### [Exercise instructions]
Exactly as it appears, restate the whole listing.
|---|
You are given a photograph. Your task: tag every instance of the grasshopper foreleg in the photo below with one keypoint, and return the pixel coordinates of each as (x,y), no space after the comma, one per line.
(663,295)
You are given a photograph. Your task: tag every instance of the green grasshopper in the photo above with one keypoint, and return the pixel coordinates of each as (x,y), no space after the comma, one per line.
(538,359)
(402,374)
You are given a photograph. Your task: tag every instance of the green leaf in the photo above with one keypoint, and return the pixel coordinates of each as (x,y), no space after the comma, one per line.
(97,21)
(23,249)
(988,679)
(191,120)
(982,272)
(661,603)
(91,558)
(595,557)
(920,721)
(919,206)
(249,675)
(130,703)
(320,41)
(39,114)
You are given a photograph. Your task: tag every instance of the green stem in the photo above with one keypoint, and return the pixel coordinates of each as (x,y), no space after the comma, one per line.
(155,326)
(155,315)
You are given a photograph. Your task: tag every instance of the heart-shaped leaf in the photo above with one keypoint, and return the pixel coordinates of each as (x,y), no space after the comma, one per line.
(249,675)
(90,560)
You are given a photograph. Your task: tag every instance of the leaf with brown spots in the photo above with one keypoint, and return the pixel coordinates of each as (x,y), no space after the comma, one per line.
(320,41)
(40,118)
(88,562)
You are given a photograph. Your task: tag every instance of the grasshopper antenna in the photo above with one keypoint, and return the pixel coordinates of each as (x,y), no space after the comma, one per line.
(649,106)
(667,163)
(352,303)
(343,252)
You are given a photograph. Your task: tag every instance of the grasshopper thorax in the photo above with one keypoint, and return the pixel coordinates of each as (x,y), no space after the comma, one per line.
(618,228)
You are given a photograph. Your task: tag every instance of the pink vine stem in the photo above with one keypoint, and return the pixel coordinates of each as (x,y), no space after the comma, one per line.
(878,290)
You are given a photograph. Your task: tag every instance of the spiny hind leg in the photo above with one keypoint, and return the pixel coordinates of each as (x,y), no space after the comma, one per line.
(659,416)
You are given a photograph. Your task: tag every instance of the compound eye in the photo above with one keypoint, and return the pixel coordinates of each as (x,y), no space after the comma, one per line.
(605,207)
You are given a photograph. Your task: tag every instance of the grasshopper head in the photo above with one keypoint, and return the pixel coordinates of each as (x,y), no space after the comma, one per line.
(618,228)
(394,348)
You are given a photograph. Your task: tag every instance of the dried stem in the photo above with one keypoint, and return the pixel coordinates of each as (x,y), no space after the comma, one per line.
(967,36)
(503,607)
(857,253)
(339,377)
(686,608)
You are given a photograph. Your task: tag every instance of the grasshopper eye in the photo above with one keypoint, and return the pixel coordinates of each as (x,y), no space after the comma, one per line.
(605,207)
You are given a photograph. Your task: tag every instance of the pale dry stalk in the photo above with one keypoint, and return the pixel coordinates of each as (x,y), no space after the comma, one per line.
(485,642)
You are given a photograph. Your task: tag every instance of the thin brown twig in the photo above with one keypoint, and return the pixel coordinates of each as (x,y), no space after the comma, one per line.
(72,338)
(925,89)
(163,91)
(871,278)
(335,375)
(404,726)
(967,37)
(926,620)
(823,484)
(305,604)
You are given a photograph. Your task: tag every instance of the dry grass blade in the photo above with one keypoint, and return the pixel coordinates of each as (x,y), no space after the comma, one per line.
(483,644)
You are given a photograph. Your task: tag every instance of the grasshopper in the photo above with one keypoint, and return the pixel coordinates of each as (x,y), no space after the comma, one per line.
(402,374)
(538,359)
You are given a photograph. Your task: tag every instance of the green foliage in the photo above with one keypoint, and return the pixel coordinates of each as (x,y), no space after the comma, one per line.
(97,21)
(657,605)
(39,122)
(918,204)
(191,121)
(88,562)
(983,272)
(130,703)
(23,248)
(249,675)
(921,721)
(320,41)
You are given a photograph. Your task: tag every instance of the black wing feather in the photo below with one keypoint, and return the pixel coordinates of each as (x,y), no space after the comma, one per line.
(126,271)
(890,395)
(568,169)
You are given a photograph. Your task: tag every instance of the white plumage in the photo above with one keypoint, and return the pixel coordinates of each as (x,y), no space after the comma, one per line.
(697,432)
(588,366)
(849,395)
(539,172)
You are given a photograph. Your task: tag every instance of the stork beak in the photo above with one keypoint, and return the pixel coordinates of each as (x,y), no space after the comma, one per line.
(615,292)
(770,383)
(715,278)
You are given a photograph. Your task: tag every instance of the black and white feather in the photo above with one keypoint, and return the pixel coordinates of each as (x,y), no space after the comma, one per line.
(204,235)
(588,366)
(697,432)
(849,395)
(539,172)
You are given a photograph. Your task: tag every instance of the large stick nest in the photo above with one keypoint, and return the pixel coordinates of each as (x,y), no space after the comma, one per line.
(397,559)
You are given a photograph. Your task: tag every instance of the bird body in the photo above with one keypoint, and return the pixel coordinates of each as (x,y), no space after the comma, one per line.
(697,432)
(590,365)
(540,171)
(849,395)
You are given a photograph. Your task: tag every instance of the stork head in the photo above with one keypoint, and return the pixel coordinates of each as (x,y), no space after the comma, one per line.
|---|
### [Task result]
You are given a photograph. Your task: tag every instance of the grasshopper foreleg in the photo below with one keypoint, and return the pixel coordinates of each as (x,y), no space after the comma, one per line.
(663,295)
You are given a photograph. Your task: tag every instance of the green grasshopper in the photo above with one keypoint, and return the pixel coordinates of each as (x,y), no space after the comma, one per line.
(538,359)
(402,374)
You are given a photograph. Your task: tag every instance of the green leaf in the photo above with one keypoint, and return the pixel coordinates of each as (x,y), no space after the comma, one per line.
(97,21)
(23,249)
(988,679)
(191,120)
(982,272)
(661,603)
(91,558)
(595,557)
(920,721)
(919,206)
(249,675)
(130,703)
(320,41)
(39,114)
You are given a photograph. Your task: tag every instance of the green stem in the photo above with one keypoint, and return the pixel coordinates of each as (x,y), no space after the comma, one per line.
(155,326)
(155,315)
You are given a photograph. Your task: tag every instance of the heart-shaped leaf in the photo above with one keypoint, and return the pixel coordinates of each as (x,y), no space after the comma, one per line.
(249,675)
(90,560)
You are given a photograph. Your task: tag every instance of the leaf with brown spots in the photo above with one keypoint, and return the pixel coordinates of each as (x,y), no space after the comma, one per line.
(320,41)
(40,118)
(88,562)
You are given a photograph. Your task: tag every instance of the grasshopper antenna in the photo above with one keypoint, and return the pixel coordinates of each as (x,y), no space after the comma, one per line.
(649,106)
(667,163)
(352,303)
(343,252)
You are given a photograph. Your task: tag every instance of the grasshopper thorax in the photo above with one keypoint, and return the pixel coordinates of each as (x,y), no space after the comma, one per line.
(618,228)
You are given a photograph. Your task: tag every instance of the pink vine stem in the photo above with one keypoint, and return the pixel coordinates of each as (x,y), no space after the comma, one per line.
(878,290)
You are given a photograph. Your task: tag every instance of the spiny hind leg in the photo above with one keypoint, and return the pixel coordinates of each as (x,y), no space after the comma, one per line.
(659,416)
You are given a photograph. Your task: tag every instance of the compound eye in the photo above with one keypoint, and return the pixel coordinates of each as (x,y), no space after the comma, one per line.
(605,207)
You are given a photograph. Your task: tag every instance of the grasshopper head in the photo above with one keypoint, and return the pixel coordinates of each as (x,y), no space after the comma, one per line.
(618,228)
(394,348)
You are given a photograph. Your task: tag every instance of the dried stem in the photo above with one keypoint, and return the pixel coordinates of each as (x,y), no space after the comma, one per line.
(967,36)
(503,607)
(857,253)
(339,377)
(686,608)
You are given a photograph. Your task: tag every instance of the grasshopper eye in the photo above with one keypoint, and return the pixel coordinates of each as (x,y), no space after the comma, one per line.
(605,207)
You are given a photograph. Your task: tag every instance of the pale dry stalk in the photo above with one keypoint, and return the pixel coordinates of each as (x,y), no space after the comma, one per line.
(485,642)
You are given a photograph. Your task: tag every instance of the thin brown twig in the photo above with one keypoint, and return the pixel coordinates of each as (x,y), no space after the comma, one per line.
(72,338)
(925,89)
(163,91)
(871,278)
(335,375)
(404,726)
(967,37)
(926,620)
(823,484)
(305,604)
You are given a photograph. Your task: tag every instance of the dry grass blade in the photo above with one keypoint, and return the pixel coordinates of each as (x,y), no space after the comma, one per line.
(483,644)
You are given a photograph. Your task: tag every instance of the grasshopper in the photo above with one keypoint, and return the pixel coordinates of each as (x,y), no space after the comma, one per line.
(402,374)
(538,359)
You are given a photograph. Your task: tag every instance of the green foliage in the photo above with one keypoint, and return the pixel coordinates of each as (x,y), no space after the comma, one per line.
(97,21)
(657,605)
(39,122)
(918,204)
(191,121)
(88,562)
(983,272)
(130,703)
(23,248)
(249,675)
(921,721)
(320,41)
You are given a photograph. Your task: tag every instance of the black wing feather in the photo below with one keypoint, and return the pixel coordinates of each as (x,y), no space after the comma, one per line.
(126,271)
(890,395)
(568,169)
You are given a photograph. Your task: tag every instance of the white plumage in the photo above with one keypoint, and return the pixel coordinates of each as (x,y), no space after the comma, one per line.
(697,432)
(588,366)
(849,395)
(539,172)
You are given a photograph. Your task: tag every instance of the stork beak in the photo above with one keypoint, and return the pixel coordinates of each as (x,y), no space after the comma, one per line.
(615,292)
(770,383)
(715,278)
You are given a photograph. Your task: tag every instance of the black and white feather in the photo above with one keypoint, and return the pixel coordinates of each as (x,y), no space after the comma, one per line.
(204,235)
(588,366)
(697,432)
(849,395)
(539,172)
You are given a photograph. Your task: tag every instance of the large stick nest in the photo above with one keypoint, and return the pixel coordinates of each as (x,y), no space after the comma, one per line.
(397,559)
You are given a photograph. Your task: tag every instance of the bird body in the photo above with one keypoint, and return the pixel coordinates of each as (x,y), no space after the comma, one per line.
(697,432)
(590,365)
(540,171)
(849,395)
You are given a photograph. Your task: tag every instance of the stork head in the photo above with one keypoint, and return the pixel coordinates of each as (x,y), no space after the comma, one per line.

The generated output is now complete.